PROMPT 1 |
Copy out word for word the stretch of the records from the line containing "In this photo, where can the aerial" through the end of the records.

== READING PASSAGE ==

In a previous blog, I wrote that natural language processing (NLP) technology “permits an interactive question-driven experience that mimics in a sense, the human experience of discovery.” I argued that the process of interacting with NLP mimics the process of analysis itself, whereby one interrogates oneself, one’s peers, and the surrounding world.
The benefit as I see it is two-fold. A person can ask a simple question—“What is the rate of violent crime in the Seattle metropolitan area?”—and get a simple answer: 6.33 incidents of violent crime per 1,000 residents. (Data is valid for 2017; figures for 2018 are unavailable.) Perhaps that’s all she needs; maybe she needs more, however. Maybe she wants to isolate or control for one or more dependent variables: say, for example, education, employment, and income, along with wild cards, such as environment-specific factors. She might find a positive correlation between neighborhoods that have high rates of violent crime and neighborhoods that have high rates of unemployment, low incomes, and low rates of educational attainment.

===

PROMPT 2 |
Quote the entire passage on natural language processing verbatim.

== RECORDS SHOWN ==

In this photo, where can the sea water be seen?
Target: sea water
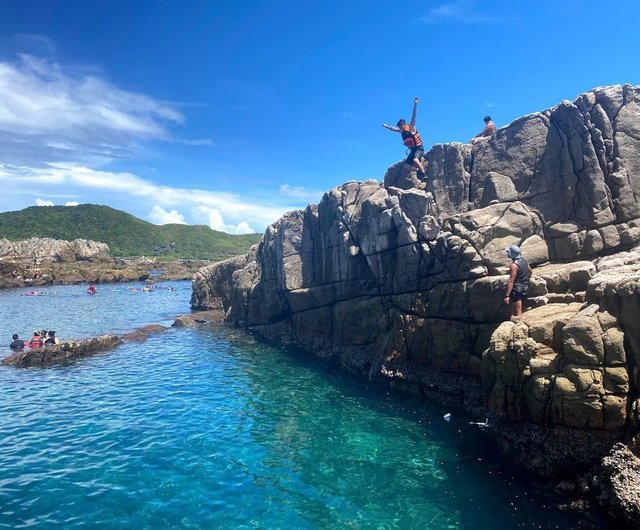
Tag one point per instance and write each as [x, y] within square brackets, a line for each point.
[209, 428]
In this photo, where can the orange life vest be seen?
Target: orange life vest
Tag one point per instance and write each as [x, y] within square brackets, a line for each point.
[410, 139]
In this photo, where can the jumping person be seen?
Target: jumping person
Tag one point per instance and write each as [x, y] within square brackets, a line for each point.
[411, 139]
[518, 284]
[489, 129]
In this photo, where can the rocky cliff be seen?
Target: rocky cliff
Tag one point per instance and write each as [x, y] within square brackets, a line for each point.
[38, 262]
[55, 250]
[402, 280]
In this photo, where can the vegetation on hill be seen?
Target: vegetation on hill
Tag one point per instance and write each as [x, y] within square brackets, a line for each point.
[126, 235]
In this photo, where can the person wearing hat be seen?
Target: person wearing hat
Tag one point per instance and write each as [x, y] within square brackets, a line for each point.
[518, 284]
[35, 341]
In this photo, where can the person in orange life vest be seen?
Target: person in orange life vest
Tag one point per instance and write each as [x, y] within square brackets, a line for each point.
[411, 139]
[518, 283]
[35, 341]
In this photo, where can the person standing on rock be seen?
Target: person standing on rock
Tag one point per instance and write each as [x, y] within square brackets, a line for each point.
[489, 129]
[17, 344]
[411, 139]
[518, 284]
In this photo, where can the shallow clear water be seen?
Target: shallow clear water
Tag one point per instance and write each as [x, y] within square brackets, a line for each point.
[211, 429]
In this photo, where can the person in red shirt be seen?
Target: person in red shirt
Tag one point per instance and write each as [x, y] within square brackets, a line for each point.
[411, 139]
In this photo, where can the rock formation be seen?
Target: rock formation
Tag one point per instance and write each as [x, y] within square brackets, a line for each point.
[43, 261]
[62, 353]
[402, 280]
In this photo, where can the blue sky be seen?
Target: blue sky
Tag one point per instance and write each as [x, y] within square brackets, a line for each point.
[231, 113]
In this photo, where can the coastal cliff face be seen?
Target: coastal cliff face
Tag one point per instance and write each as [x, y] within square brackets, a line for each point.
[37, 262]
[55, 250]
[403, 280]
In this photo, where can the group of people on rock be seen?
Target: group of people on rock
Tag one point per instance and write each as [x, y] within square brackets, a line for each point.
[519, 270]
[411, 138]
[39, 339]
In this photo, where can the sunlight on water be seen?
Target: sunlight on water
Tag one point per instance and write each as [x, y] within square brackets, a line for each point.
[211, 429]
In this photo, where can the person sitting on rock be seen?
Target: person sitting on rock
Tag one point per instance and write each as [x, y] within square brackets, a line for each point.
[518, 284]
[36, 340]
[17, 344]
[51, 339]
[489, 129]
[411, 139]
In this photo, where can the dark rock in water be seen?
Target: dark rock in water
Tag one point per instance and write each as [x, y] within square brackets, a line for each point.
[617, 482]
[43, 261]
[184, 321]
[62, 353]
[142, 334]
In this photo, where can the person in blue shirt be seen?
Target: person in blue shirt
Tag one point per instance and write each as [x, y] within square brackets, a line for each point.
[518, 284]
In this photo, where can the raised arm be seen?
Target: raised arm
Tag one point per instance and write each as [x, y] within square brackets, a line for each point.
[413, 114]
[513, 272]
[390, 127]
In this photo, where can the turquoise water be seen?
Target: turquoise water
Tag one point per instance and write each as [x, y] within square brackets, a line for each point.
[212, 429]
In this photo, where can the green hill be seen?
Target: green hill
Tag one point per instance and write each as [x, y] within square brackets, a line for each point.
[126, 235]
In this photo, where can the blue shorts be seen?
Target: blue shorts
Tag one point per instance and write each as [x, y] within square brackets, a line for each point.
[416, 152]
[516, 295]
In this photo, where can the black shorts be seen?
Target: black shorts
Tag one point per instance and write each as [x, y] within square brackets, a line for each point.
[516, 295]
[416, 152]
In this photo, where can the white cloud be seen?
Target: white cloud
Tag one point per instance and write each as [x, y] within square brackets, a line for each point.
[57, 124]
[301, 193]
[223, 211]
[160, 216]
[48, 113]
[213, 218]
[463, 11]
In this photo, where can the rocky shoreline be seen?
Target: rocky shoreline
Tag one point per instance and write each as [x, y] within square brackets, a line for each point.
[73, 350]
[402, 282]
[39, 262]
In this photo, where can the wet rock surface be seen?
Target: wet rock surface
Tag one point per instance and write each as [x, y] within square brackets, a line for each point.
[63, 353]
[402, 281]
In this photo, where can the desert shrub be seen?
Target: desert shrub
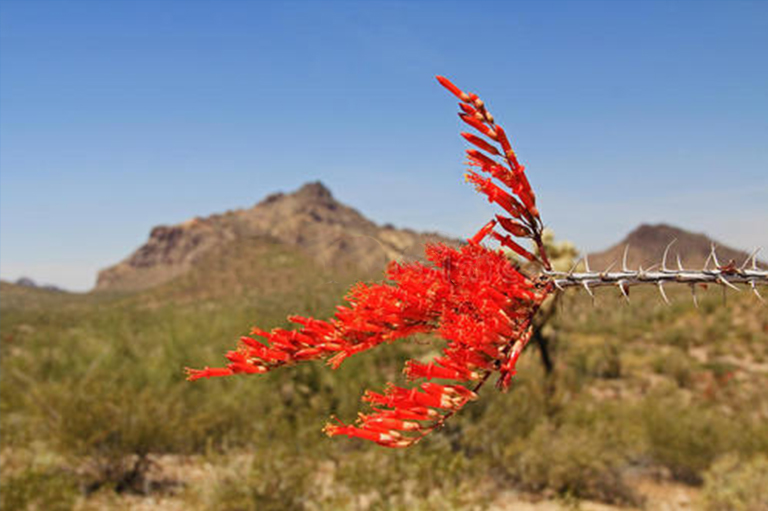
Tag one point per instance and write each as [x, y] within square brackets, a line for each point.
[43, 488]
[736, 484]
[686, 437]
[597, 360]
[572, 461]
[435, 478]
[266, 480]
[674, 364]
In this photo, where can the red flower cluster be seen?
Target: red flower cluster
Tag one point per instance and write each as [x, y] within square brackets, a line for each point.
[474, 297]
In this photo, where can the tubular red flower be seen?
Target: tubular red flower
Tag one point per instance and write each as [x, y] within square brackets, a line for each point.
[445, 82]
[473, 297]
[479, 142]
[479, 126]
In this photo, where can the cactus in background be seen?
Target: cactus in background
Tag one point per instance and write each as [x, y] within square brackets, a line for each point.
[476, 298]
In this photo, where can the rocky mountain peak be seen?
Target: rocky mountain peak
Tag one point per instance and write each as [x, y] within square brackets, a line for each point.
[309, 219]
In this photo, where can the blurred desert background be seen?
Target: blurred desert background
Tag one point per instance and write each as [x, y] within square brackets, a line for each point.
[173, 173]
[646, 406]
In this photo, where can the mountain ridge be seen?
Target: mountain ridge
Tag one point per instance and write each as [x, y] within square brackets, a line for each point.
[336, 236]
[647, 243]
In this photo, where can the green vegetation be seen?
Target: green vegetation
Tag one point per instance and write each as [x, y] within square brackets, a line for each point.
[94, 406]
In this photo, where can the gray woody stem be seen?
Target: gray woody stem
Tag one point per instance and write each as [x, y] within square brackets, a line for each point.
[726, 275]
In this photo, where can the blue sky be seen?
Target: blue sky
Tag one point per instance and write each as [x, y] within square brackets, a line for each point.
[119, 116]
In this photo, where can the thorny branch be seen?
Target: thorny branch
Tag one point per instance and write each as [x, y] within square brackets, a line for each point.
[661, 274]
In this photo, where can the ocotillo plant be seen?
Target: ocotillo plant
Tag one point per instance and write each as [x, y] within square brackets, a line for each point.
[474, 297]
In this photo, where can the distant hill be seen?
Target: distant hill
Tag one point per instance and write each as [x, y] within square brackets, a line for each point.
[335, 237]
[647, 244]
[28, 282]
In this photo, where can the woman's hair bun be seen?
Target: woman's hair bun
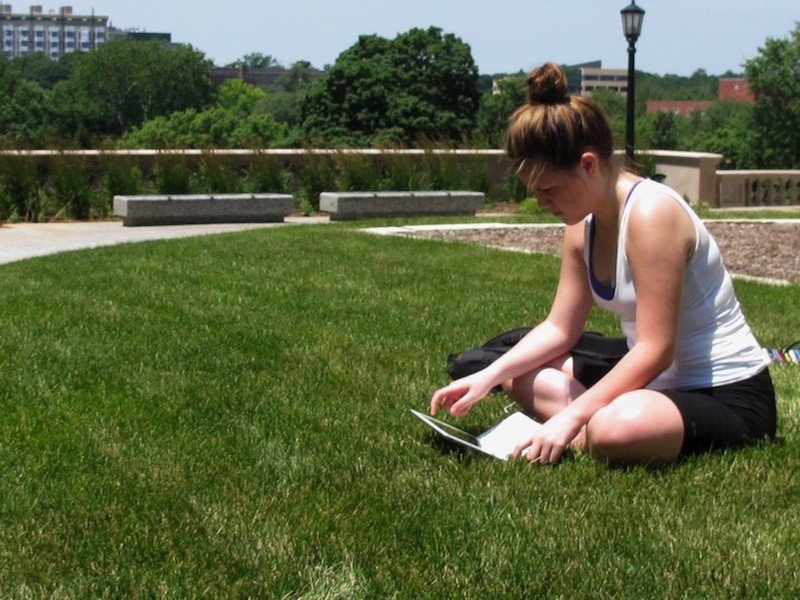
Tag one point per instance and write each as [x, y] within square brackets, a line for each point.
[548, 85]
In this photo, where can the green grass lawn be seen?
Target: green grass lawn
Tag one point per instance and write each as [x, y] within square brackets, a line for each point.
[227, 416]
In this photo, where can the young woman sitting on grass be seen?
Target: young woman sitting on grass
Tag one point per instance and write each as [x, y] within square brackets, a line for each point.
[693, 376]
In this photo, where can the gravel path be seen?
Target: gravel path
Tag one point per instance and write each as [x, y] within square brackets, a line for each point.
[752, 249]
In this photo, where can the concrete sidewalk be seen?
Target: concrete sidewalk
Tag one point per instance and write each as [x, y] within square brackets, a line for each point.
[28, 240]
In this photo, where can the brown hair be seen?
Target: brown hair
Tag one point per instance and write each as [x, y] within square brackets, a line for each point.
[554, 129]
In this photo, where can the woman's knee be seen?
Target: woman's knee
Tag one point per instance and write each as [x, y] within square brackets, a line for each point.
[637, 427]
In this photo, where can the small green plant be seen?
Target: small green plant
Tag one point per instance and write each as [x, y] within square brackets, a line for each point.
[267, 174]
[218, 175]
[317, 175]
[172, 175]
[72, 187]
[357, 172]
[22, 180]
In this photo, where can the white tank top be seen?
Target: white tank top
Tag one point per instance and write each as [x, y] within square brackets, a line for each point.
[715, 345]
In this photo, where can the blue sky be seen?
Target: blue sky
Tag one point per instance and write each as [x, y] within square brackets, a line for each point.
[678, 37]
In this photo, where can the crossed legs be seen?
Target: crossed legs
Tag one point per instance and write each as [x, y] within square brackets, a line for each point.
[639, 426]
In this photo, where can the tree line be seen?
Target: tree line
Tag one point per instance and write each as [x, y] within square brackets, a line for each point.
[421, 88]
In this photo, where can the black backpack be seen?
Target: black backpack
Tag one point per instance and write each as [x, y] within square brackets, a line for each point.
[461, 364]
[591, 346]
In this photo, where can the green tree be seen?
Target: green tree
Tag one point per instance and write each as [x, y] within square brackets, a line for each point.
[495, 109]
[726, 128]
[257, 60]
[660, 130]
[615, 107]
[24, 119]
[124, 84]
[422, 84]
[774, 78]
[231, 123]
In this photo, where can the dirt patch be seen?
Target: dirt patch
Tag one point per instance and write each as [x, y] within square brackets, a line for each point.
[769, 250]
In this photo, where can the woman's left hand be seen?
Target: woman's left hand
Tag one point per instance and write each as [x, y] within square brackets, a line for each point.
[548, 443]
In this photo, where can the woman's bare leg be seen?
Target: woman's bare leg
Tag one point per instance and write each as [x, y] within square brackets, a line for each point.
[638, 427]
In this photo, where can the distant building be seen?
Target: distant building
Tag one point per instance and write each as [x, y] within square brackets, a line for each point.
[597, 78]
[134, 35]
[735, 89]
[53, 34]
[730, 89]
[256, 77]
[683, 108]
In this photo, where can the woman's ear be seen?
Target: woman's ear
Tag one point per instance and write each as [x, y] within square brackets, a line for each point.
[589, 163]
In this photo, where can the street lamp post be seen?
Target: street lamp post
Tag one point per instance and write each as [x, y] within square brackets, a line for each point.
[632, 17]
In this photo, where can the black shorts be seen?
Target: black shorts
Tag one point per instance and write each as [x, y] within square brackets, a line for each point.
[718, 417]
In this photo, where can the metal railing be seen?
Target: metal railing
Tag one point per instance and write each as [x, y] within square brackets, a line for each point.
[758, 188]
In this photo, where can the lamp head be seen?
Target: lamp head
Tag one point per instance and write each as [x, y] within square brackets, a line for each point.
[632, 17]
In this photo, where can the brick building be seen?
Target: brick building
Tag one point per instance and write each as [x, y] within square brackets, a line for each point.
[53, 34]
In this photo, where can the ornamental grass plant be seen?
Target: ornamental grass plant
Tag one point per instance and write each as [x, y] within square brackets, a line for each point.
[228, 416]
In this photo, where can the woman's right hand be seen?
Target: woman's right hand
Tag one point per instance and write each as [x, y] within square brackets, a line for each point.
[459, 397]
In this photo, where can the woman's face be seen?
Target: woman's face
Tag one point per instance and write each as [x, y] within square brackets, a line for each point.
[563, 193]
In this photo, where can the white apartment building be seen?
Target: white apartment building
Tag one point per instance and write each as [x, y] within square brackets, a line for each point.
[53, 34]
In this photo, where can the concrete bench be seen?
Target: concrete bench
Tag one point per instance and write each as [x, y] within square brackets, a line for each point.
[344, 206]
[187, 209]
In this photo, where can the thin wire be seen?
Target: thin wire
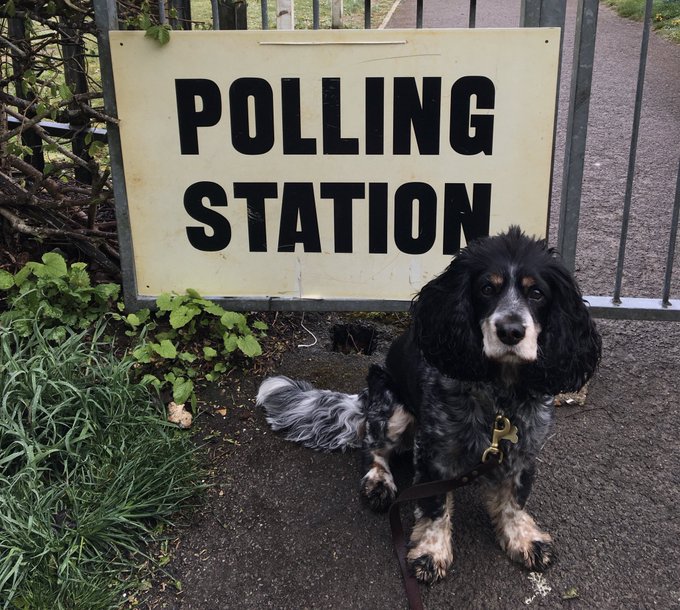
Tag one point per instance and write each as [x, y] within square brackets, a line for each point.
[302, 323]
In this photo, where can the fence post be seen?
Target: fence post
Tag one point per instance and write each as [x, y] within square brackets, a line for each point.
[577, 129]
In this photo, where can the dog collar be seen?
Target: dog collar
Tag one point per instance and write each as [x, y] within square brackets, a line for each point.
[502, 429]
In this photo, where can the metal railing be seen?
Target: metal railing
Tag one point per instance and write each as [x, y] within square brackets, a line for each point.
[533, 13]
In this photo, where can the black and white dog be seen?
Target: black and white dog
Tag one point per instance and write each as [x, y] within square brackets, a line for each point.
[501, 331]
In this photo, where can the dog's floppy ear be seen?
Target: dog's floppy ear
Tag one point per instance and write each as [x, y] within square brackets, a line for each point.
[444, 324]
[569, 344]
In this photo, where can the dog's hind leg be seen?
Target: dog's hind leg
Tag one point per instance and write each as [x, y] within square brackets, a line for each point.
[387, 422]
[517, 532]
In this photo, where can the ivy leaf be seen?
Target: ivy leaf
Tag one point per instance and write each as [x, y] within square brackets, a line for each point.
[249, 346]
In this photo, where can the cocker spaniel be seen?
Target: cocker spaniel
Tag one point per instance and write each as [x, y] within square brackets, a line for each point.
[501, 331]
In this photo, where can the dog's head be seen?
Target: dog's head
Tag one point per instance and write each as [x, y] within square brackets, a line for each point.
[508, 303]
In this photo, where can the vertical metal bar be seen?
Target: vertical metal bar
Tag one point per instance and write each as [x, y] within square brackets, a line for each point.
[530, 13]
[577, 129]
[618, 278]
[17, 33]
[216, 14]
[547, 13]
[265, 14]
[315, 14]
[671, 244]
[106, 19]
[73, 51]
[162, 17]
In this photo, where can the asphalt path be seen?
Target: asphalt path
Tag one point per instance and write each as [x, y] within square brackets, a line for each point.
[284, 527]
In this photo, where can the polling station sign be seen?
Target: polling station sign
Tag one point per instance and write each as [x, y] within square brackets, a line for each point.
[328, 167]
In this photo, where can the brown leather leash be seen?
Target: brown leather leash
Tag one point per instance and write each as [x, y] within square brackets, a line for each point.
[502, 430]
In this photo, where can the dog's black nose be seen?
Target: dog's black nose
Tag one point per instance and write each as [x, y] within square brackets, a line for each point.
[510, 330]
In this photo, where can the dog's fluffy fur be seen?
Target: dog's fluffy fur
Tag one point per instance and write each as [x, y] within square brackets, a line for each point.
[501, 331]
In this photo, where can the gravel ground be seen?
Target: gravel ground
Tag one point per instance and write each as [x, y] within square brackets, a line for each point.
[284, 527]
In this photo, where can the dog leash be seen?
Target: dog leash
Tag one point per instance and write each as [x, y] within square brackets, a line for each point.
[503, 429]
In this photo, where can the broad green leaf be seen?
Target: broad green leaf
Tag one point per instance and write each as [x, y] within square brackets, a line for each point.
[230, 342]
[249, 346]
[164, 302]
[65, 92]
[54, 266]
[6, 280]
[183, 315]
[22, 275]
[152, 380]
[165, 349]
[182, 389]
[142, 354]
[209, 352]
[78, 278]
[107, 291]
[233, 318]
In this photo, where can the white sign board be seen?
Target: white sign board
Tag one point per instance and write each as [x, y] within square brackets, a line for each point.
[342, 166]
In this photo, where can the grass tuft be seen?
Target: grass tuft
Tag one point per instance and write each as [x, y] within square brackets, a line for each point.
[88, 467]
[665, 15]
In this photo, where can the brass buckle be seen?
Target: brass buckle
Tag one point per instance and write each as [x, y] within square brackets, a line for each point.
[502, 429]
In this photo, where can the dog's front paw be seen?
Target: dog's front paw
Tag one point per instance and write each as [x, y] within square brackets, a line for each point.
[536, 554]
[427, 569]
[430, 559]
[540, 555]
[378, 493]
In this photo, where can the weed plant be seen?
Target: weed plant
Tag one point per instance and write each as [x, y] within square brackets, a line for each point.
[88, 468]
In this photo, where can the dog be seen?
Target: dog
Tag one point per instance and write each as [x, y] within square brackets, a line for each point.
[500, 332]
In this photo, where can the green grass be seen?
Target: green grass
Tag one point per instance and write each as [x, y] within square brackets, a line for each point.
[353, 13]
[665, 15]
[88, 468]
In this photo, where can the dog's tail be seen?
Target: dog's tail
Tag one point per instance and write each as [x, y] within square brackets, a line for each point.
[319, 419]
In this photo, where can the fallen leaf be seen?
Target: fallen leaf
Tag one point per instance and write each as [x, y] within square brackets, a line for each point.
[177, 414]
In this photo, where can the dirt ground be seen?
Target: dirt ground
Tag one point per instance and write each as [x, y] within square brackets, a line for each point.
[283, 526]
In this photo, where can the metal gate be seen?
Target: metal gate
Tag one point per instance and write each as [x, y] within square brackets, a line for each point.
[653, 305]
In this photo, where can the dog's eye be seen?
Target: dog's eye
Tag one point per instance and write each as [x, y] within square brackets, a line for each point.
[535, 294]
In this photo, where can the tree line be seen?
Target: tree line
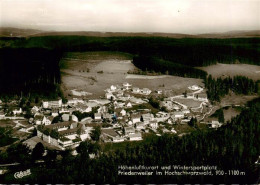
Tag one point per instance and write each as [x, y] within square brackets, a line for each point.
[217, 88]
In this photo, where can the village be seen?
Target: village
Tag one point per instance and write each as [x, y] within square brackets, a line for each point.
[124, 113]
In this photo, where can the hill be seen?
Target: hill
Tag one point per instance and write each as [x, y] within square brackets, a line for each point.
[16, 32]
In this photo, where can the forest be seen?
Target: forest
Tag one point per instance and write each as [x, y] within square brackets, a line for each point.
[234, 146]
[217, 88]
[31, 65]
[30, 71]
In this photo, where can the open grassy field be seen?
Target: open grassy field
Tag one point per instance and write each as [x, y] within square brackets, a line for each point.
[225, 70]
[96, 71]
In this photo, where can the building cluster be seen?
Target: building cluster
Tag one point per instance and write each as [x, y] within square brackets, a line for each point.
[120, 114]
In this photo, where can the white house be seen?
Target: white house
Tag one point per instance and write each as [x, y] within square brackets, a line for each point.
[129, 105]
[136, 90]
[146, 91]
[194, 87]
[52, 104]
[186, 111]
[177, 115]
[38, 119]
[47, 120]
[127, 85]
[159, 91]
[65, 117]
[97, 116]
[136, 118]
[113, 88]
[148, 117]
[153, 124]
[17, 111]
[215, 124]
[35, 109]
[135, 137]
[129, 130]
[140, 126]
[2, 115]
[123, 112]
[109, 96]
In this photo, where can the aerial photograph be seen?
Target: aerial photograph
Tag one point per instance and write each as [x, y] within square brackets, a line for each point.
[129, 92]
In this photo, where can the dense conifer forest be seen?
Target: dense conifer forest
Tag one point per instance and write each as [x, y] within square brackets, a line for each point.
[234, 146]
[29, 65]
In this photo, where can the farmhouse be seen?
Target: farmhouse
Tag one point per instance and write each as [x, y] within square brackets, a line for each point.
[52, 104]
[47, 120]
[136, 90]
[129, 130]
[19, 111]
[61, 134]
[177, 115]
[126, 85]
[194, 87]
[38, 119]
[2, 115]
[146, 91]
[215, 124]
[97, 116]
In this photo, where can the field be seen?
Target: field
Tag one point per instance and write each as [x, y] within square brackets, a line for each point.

===

COMPLETE ANSWER 1 |
In this photo, where can the aerial photograph be seen?
Target: aerial photograph
Tag one point per instance and write each as [x, y] within square brackets, a line for each point.
[129, 92]
In this photo, where can the dense conifer forest be seen?
Target: dense conifer forest
Tag one point per instance and write each as [x, y] within square brackets, a line for each point.
[234, 146]
[29, 65]
In this photo, where can the farmhouse be seen?
Target: farmhouse
Tag one point per instance and write each as [x, y] within square brackets, a line for each point.
[52, 104]
[47, 120]
[136, 90]
[129, 130]
[19, 111]
[61, 134]
[177, 115]
[126, 85]
[194, 87]
[38, 119]
[2, 115]
[146, 91]
[215, 124]
[97, 116]
In this photo, where can the field be seen?
Target: field
Tag one point per instance and write each as [x, y] within square brackets, a line for each point.

COMPLETE ANSWER 2 |
In a previous blog, I wrote that natural language processing (NLP) technology “permits an interactive question-driven experience that mimics in a sense, the human experience of discovery.” I argued that the process of interacting with NLP mimics the process of analysis itself, whereby one interrogates oneself, one’s peers, and the surrounding world.
The benefit as I see it is two-fold. A person can ask a simple question—“What is the rate of violent crime in the Seattle metropolitan area?”—and get a simple answer: 6.33 incidents of violent crime per 1,000 residents. (Data is valid for 2017; figures for 2018 are unavailable.) Perhaps that’s all she needs; maybe she needs more, however. Maybe she wants to isolate or control for one or more dependent variables: say, for example, education, employment, and income, along with wild cards, such as environment-specific factors. She might find a positive correlation between neighborhoods that have high rates of violent crime and neighborhoods that have high rates of unemployment, low incomes, and low rates of educational attainment.